## Data in this exercise
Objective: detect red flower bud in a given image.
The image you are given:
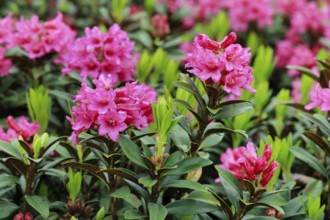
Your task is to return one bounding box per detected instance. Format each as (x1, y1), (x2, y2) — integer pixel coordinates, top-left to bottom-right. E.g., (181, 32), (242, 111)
(13, 213), (24, 220)
(25, 212), (34, 220)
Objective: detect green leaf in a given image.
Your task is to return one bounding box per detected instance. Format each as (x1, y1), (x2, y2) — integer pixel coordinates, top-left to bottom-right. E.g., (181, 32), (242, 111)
(215, 166), (243, 210)
(124, 209), (147, 219)
(166, 199), (217, 215)
(25, 195), (49, 219)
(290, 147), (329, 180)
(148, 203), (167, 220)
(95, 207), (105, 220)
(160, 180), (207, 192)
(0, 200), (19, 219)
(118, 135), (149, 170)
(303, 131), (330, 156)
(110, 186), (131, 198)
(165, 157), (212, 176)
(138, 177), (157, 188)
(0, 141), (22, 159)
(0, 174), (19, 188)
(256, 194), (287, 214)
(213, 100), (254, 119)
(100, 168), (138, 183)
(286, 65), (319, 81)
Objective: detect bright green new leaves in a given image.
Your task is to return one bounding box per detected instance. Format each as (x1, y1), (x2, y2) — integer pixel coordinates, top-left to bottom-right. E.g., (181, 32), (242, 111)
(137, 48), (179, 91)
(193, 11), (229, 41)
(33, 133), (49, 159)
(66, 168), (82, 202)
(252, 45), (275, 84)
(302, 195), (325, 220)
(26, 85), (51, 134)
(275, 89), (291, 134)
(111, 0), (128, 23)
(152, 96), (182, 157)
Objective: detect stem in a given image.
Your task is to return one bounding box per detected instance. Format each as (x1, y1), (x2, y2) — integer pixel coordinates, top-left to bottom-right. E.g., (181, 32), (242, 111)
(22, 163), (36, 212)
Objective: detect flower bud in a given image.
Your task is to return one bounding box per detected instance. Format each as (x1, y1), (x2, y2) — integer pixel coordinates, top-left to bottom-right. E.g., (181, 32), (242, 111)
(13, 213), (24, 220)
(25, 212), (34, 220)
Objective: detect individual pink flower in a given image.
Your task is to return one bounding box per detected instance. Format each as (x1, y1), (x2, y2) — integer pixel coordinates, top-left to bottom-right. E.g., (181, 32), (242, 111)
(185, 32), (254, 98)
(97, 110), (127, 141)
(305, 82), (330, 112)
(216, 142), (279, 187)
(59, 24), (136, 82)
(6, 116), (40, 139)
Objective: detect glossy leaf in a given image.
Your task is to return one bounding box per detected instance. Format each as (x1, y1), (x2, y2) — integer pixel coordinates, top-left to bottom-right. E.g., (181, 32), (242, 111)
(166, 199), (217, 215)
(0, 200), (19, 219)
(25, 195), (50, 219)
(212, 100), (254, 119)
(165, 157), (212, 176)
(290, 147), (329, 180)
(118, 135), (149, 170)
(148, 203), (167, 220)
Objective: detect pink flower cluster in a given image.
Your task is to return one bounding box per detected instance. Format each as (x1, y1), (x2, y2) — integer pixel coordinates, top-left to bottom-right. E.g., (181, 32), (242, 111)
(59, 24), (137, 82)
(0, 13), (15, 76)
(1, 13), (75, 59)
(0, 47), (12, 76)
(151, 14), (170, 38)
(276, 40), (318, 77)
(276, 0), (330, 36)
(305, 82), (330, 112)
(216, 142), (279, 187)
(68, 75), (157, 143)
(0, 116), (40, 142)
(224, 0), (274, 31)
(185, 33), (255, 97)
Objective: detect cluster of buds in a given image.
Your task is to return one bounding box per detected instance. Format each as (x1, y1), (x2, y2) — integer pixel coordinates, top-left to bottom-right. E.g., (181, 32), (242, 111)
(63, 198), (93, 220)
(13, 212), (33, 220)
(216, 142), (279, 188)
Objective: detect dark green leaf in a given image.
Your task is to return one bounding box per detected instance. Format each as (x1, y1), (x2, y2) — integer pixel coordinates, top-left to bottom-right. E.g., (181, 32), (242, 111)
(160, 180), (207, 191)
(165, 157), (212, 176)
(290, 147), (329, 180)
(256, 194), (287, 214)
(148, 203), (167, 220)
(215, 166), (243, 210)
(25, 195), (49, 219)
(118, 135), (149, 170)
(64, 162), (107, 182)
(124, 209), (147, 219)
(213, 100), (254, 119)
(0, 200), (19, 219)
(286, 65), (319, 81)
(303, 131), (330, 156)
(0, 141), (22, 159)
(166, 199), (217, 215)
(18, 140), (33, 157)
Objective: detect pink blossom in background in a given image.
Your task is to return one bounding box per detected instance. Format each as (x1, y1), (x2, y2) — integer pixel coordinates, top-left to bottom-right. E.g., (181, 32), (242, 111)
(275, 40), (317, 76)
(59, 24), (137, 82)
(68, 75), (157, 143)
(0, 116), (39, 142)
(185, 32), (254, 97)
(12, 13), (75, 59)
(216, 142), (279, 187)
(291, 77), (302, 102)
(224, 0), (274, 31)
(151, 14), (170, 38)
(305, 82), (330, 112)
(275, 0), (307, 15)
(0, 13), (15, 47)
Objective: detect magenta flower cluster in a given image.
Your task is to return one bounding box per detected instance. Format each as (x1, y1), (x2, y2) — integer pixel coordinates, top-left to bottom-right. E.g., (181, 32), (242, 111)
(223, 0), (274, 31)
(305, 83), (330, 112)
(67, 75), (157, 143)
(59, 24), (137, 82)
(216, 142), (279, 187)
(185, 33), (255, 97)
(0, 116), (40, 142)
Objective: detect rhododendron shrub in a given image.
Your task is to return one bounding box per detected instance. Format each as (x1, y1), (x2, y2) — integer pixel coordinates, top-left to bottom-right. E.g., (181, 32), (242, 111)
(59, 24), (137, 81)
(67, 75), (156, 143)
(1, 1), (330, 219)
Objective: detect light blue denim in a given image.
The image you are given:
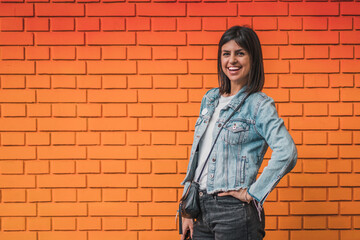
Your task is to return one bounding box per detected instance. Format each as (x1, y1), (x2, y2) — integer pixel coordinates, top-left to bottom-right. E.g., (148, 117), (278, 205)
(181, 86), (297, 205)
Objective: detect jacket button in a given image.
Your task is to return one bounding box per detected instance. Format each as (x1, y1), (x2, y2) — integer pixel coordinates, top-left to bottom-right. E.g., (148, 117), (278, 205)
(212, 158), (216, 162)
(218, 124), (221, 127)
(199, 192), (203, 197)
(210, 174), (214, 178)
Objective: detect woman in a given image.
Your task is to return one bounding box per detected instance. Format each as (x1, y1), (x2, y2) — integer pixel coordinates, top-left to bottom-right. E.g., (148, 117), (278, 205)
(180, 26), (297, 240)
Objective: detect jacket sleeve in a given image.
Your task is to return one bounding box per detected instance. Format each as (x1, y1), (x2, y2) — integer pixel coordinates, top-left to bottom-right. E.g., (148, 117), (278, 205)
(247, 96), (297, 205)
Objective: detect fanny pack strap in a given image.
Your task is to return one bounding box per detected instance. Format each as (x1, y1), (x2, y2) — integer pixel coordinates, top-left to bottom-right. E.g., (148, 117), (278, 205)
(195, 92), (251, 183)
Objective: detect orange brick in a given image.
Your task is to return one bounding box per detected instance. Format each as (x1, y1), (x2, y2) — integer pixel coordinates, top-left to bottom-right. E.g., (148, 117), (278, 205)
(153, 103), (177, 117)
(38, 232), (86, 240)
(178, 17), (201, 31)
(204, 46), (218, 60)
(140, 118), (187, 131)
(128, 217), (152, 230)
(0, 33), (33, 46)
(139, 174), (184, 187)
(128, 75), (152, 89)
(278, 17), (302, 30)
(0, 17), (23, 31)
(291, 117), (337, 130)
(303, 188), (326, 201)
(89, 202), (137, 216)
(53, 217), (76, 230)
(86, 3), (135, 16)
(278, 188), (302, 201)
(26, 75), (51, 89)
(77, 46), (100, 60)
(253, 17), (277, 30)
(263, 202), (289, 216)
(76, 160), (100, 174)
(77, 217), (101, 231)
(128, 188), (152, 202)
(139, 202), (177, 216)
(0, 175), (35, 188)
(262, 46), (279, 60)
(278, 103), (302, 117)
(328, 216), (352, 229)
(51, 46), (75, 60)
(290, 174), (337, 187)
(328, 160), (352, 173)
(0, 203), (36, 216)
(341, 202), (360, 215)
(38, 118), (86, 132)
(2, 189), (26, 203)
(153, 160), (177, 174)
(102, 104), (127, 117)
(0, 160), (23, 174)
(153, 46), (177, 60)
(262, 231), (288, 240)
(291, 202), (338, 215)
(341, 60), (360, 73)
(128, 160), (151, 174)
(51, 75), (76, 89)
(1, 75), (25, 89)
(328, 131), (352, 145)
(178, 75), (202, 89)
(1, 132), (25, 146)
(153, 217), (176, 230)
(88, 174), (137, 187)
(28, 189), (51, 202)
(101, 132), (126, 146)
(77, 104), (101, 117)
(329, 188), (352, 201)
(279, 74), (303, 88)
(102, 189), (126, 202)
(304, 216), (326, 229)
(77, 75), (101, 89)
(153, 188), (177, 202)
(27, 217), (51, 231)
(137, 3), (185, 16)
(303, 131), (327, 145)
(51, 160), (75, 174)
(189, 60), (218, 74)
(188, 32), (223, 45)
(103, 217), (126, 230)
(0, 46), (24, 60)
(102, 46), (126, 60)
(341, 88), (360, 102)
(0, 232), (36, 240)
(291, 230), (338, 240)
(25, 18), (49, 32)
(138, 32), (185, 45)
(89, 119), (136, 131)
(227, 17), (252, 29)
(178, 46), (202, 60)
(330, 45), (354, 59)
(127, 132), (151, 146)
(128, 104), (152, 117)
(126, 17), (150, 31)
(89, 232), (137, 240)
(278, 216), (302, 230)
(140, 145), (187, 159)
(101, 160), (125, 173)
(152, 17), (176, 31)
(238, 2), (288, 16)
(265, 216), (277, 230)
(203, 17), (226, 31)
(101, 17), (125, 31)
(152, 132), (176, 145)
(341, 118), (360, 130)
(297, 145), (337, 159)
(25, 160), (49, 175)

## What is required
Would you please reproduce verbatim the run of lines that opens the listing and ends with the line holding "Objective: detect bright", and only that run, leaving every picture out?

## Written response
Objective: detect red flower bud in a given image.
The image you are given:
Your task is to return one bounding box per detected instance. Format each as (x1, y1), (x2, y2) — integer pixel coordinates, top-left to bottom-right. E.g., (181, 32), (242, 111)
(13, 213), (24, 220)
(25, 212), (34, 220)
Objective: detect green leaf in a given image.
Your task is to return one bounding box per detected instance. Format each as (x1, y1), (x2, y2) — integer pixel coordinates, top-left to bottom-right. E.g., (181, 32), (242, 111)
(215, 166), (243, 210)
(124, 209), (147, 219)
(166, 199), (217, 215)
(25, 195), (49, 219)
(290, 147), (329, 180)
(148, 203), (167, 220)
(95, 207), (105, 220)
(160, 180), (207, 192)
(0, 200), (19, 219)
(118, 135), (149, 170)
(303, 131), (330, 156)
(110, 186), (131, 198)
(165, 157), (212, 176)
(138, 177), (157, 188)
(0, 141), (22, 159)
(0, 174), (19, 188)
(256, 194), (287, 214)
(213, 100), (254, 119)
(100, 168), (138, 183)
(286, 65), (319, 81)
Objective: detect bright green new leaves in a given image.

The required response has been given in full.